# Information provided
━━━━━━━━━━━━━━━━━━━━

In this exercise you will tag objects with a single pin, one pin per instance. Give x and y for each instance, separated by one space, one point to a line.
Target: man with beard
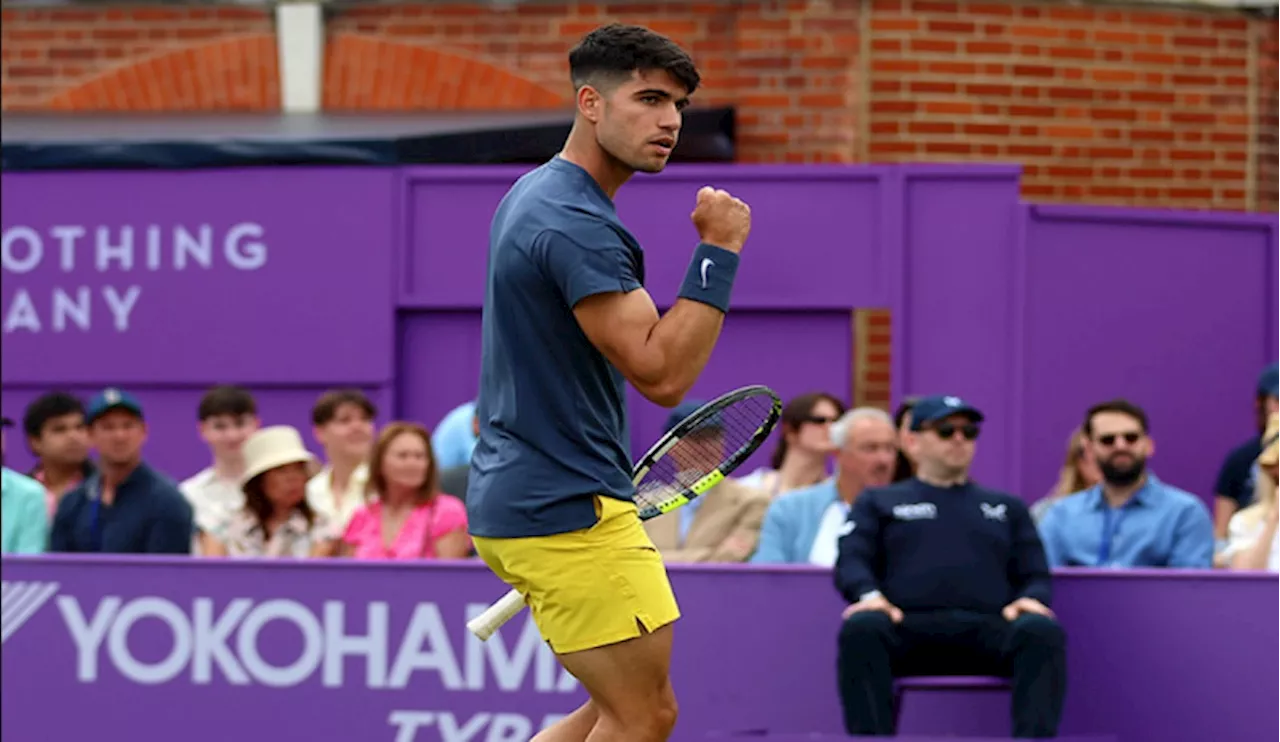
946 577
1130 518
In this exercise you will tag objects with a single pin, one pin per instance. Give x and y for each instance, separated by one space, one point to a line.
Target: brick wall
138 59
1269 119
1101 102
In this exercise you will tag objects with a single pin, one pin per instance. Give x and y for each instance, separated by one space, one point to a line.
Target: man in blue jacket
946 577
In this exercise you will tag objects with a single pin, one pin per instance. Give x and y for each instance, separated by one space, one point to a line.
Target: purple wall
374 278
754 653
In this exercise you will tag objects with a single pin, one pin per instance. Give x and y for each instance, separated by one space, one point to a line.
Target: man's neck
1118 495
339 475
848 488
941 480
800 472
581 150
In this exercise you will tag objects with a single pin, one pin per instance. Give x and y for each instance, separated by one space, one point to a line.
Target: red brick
1109 86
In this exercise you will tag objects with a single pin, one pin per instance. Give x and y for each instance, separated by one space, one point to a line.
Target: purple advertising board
296 280
150 650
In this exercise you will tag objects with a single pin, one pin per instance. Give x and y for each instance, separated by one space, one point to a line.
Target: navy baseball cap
931 408
109 399
1269 383
684 410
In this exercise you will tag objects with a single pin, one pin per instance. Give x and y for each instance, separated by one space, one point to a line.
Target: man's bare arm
659 356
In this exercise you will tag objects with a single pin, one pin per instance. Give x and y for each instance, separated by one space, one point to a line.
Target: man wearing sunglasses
1130 518
946 577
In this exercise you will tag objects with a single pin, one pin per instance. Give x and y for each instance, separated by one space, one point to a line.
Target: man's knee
649 722
865 628
1040 631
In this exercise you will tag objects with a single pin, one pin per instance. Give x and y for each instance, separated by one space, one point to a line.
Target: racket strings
726 436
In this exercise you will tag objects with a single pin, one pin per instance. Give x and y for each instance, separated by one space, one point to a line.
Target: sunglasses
947 430
1110 439
818 420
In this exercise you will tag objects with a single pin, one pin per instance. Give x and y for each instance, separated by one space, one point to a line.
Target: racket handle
497 614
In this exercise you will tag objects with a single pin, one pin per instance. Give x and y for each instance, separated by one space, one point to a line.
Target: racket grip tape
497 614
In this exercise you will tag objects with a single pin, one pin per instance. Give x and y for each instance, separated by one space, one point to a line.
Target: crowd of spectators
941 575
398 493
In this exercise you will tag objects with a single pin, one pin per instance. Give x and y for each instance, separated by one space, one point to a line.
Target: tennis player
566 324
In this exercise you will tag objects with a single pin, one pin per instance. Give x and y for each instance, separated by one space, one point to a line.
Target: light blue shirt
453 439
791 523
1160 526
23 514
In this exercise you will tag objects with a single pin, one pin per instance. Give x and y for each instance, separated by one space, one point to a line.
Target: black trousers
873 650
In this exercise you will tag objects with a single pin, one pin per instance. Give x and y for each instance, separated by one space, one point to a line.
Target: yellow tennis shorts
590 587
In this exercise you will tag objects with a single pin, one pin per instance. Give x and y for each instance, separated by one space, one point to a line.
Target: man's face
638 122
118 435
63 442
348 435
947 444
225 434
1120 447
869 453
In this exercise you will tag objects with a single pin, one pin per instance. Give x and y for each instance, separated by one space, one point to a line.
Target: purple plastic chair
974 683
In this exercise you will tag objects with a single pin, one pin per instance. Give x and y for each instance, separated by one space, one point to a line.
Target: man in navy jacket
946 577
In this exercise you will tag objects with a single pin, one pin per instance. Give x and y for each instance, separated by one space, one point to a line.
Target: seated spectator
1130 518
1238 476
23 513
227 416
1079 472
58 438
946 577
723 523
277 521
1255 531
453 479
126 507
455 438
343 424
905 467
406 516
804 444
801 527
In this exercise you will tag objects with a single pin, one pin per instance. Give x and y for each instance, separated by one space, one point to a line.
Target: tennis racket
694 457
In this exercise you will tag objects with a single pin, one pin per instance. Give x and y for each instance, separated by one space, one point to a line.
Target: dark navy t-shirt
552 408
1239 471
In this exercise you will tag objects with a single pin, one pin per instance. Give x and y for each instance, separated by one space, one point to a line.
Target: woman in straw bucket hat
1255 531
275 520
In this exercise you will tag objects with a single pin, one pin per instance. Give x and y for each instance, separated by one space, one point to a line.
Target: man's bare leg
630 687
572 728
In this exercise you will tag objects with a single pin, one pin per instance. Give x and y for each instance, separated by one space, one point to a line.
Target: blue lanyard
95 523
1110 525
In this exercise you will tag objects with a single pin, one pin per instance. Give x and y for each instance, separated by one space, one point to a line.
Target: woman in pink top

━━━━━━━━━━━━━━━━━━━━

# Stated exercise
Write out the data precisely as given, excluding the pictures.

# Task solution
In this exercise you will tag objects with a single pin, one pin per instance. Give x and y for each instance, separated by one space, one point to a line.
Target: man with beard
946 577
1130 518
In this exercise you will tag objects with a single pin, one pin per instance. Give x and y for each instance, separated by one space, one point to a line.
Target: brick wall
138 59
1269 119
1101 102
In this exercise you will tag objects with a single pin, one pin per instance. Give x and y for each instance, separated by one space, one point to a line.
Target: man in blue jacket
946 577
In this exercise you will tag objects with a single pin, one pin per instance. Give x and y for each instance, separated by one space, one point to a line.
Target: purple wall
374 278
754 653
In this exercise you will tag objects with a single pin, one pin per instance. Give x and y for each instance, separated by one space, one point to a line.
Target: man's neck
1118 495
339 475
848 488
941 480
800 472
581 150
In this exercise you will tag objects with a single pin, one pin per instance. Give x and y for each instance, separated by one space, one point to a line.
Target: red brick
1109 86
In this exercise you will tag objects with a single pin, one pin per instance. Give x and y for each instance, separated by one space, one point to a line.
Target: purple advertising board
296 280
150 650
In this exercise you will tag objects with a single pin, one pin per instance. Give x and y for each instance, separated by one space, one point to a line.
Target: navy baseball cap
931 408
109 399
1269 383
684 410
In this exercise you will tag objects with a single pin, one pin per instance. Give x and y for each instance, separated by one space, one point to a line.
Target: man's bare arm
659 356
In this exercise you will tag objects with a single pin, one pin per instance. Give x and y for each instance, separated by one space, one point to a line.
Target: man wearing sunglasses
1130 518
946 577
In this exercise you will tag objects with a single pin, one pin per instance. Give x and y for each instance, separated by one space, one point to a line.
Target: man's knee
649 722
865 628
1040 631
In this exercise you will tag objects with a single pin, one pin per instance. Give x and y for each instance, separated by one space, one point to a line.
Target: racket strings
726 436
In this exercise you will tag objects with a single pin, one pin per instance. Give x and y for each instance, separated by one space, one point to a line.
Target: sunglasses
947 430
1110 439
818 420
In this exercise you will tag objects with a single pin, one pin per instance. Give x and y for each instance, separated by one space, one point to a line.
Target: racket handle
497 614
In this exercise you will tag objects with a single pin, one pin per instance. Give x and y for each instance, separated by one space, one point to a line.
Target: racket grip tape
497 614
In this exercise you will tag objects with a single pin, one pin per instance. Give x and y for each instance, separated by one space, one point to a line.
Target: crowd of spectators
941 575
398 493
In this exercise you will tag objects with a single pin, one pin per instance. Give x and y for each instance, separated by one space, one point to a line.
Target: tennis player
566 324
In this exercise you will tag objects with a single pin, one pin per instance. Give x and y for each instance, separated by one space, one point to a line.
Target: light blue shirt
453 439
791 523
1160 526
23 514
In this exercise you will tag objects with a single pin, one pin per instance. Give x and y for each instance, separated by one space, one point to a line.
Target: black trousers
873 650
In this exercise you will tag objects with a single pin, one pin per instance. Give x and y for each instance, separated by one space, one point to a line.
Target: yellow tennis shorts
590 587
In this exercise you will tag objects with a single pin, one pin per instance. Give x and y for each instance, separated by one space, one point to a line.
Target: man's face
638 122
118 435
63 442
348 435
947 444
225 434
1120 447
869 453
In this exercise you will tag objects with a single pin, one pin per instance. Give x and y for each instance, separated by one space, one point to a line.
Target: purple plastic chair
974 683
In this exercise you will tag objects with a single pin, one pin per instance. Give x and y for each instance, separated by one space, one point to a line.
Target: man in navy jacket
946 577
In this exercise you will tag objects with a single pin, one pin per instance. Give x and y for each instance, separated by one space, one point to a line.
Target: seated spectator
1130 518
1238 476
23 513
227 416
1079 472
58 438
946 577
723 523
277 521
1255 531
453 479
126 507
455 438
343 424
905 467
406 516
804 444
801 527
In this exercise you will tag objects with a single pin, one pin per instance. Give x and y for each instance, separated by one space, one point to a line.
Target: tennis racket
694 457
In this exercise you will tag objects with a single pin, one pin per instance. Give x and y for each instance, separated by one space, one point to a line.
Target: dark navy t-shirt
552 408
1239 471
In this exercise you will tag objects with a single pin, one pin per instance. Give x and y for each instance, separated by one space, one point to a line.
Target: woman in straw bucket hat
1255 531
275 520
In this exercise you will tag objects with a single pin, one pin per instance. Give x and y for each instance, separated by one space, one point to a line.
Target: man's bare leg
630 687
572 728
In this exercise you will tag objects with a single pin, one pin per instance. Give x and y for each instance, separated by one space, one point to a line.
Target: blue lanyard
95 523
1110 525
In this exercise you will tag objects with a single pin, one pin per instance. Give x and y for each instance, separated by one space, one point to a line.
Target: woman in pink top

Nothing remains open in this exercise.